It is interesting to note in this connection that Jesus Christ is the “Seed of the Woman.” In Scripture, all the genealogies are reckoned on the male side; so and so begat so and so, and on and on it goes. A man’s seed was reckoned in his sons. This is true even though he may have begotten a number of daughters, too. But there is one exception to this rule. He who was the chief of them all, Jesus Christ, the King of kings, the Lord of lords, the Prince of the kings of the earth, the King of saints, the Blessed and only Potentate, the only begotten Son of God, the Saviour of all mankind is reckoned as the “Seed of Woman.” True, after the stream of His genealogy started it was picked up and run through the male side, too, from generation to generation; but it was headed in the woman and He was declared to be the “Seed of the Woman.”

§ Source excerpt:
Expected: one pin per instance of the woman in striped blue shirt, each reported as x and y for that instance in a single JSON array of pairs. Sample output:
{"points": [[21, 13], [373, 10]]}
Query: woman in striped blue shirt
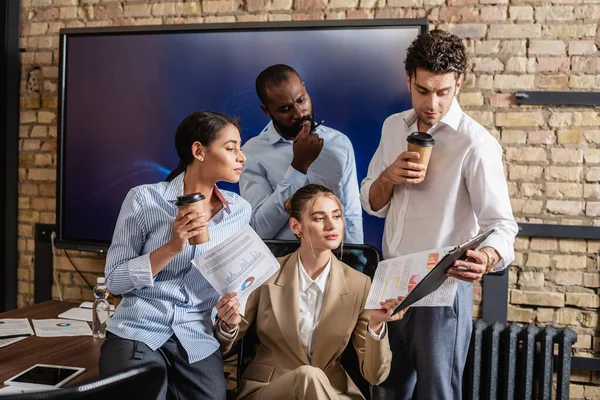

§ Goals:
a. In the passage on the "Seed of the Woman," which side of the family are genealogies in Scripture counted through?
b. Continue the passage on the "Seed of the Woman" from its final sentence.

§ Final results:
a. The male side.

b.
After the stream ran through the male side for several hundred years, it surfaced in the woman in Isaiah 7:14, where we read, “Therefore the Lord himself shall give you a sign; Behold, a virgin shall conceive, and bear a son, and shall call his name Immanuel.” Accordingly, we read in Luke 1:26-35, that the angel Gabriel appeared to a virgin named Mary and announced to her that she was going to conceive and bear a son and said some very exalting, majestic things about Him. She questioned how this could be since she was a single woman, but Gabriel explained to her that the Holy Ghost would come upon her and the Highest would overshadow her, and therefore that holy thing which would be born of her would be called the Son of God. The prophecy of Isaiah 7:14 surfaced again in Matthew 1:20-25, where the angel is explaining to Joseph about this miraculous, spiritual phenomena which was baffling him. The angel told him that it was by the Holy Ghost and that it was the fulfillment of Isaiah 7:14.

So the Saviour was clearly and totally the seed of the woman and I am satisfied in my own mind to accept this as the solution to I Tim 2:15. Acts 17:30 says that now God “…commandeth all men every where to repent.” As noted before, when the Scriptures speak of man or men in regards to salvation, they are referring to human kind all of them; both male and female. So women are required to repent the same as men. That much is clear.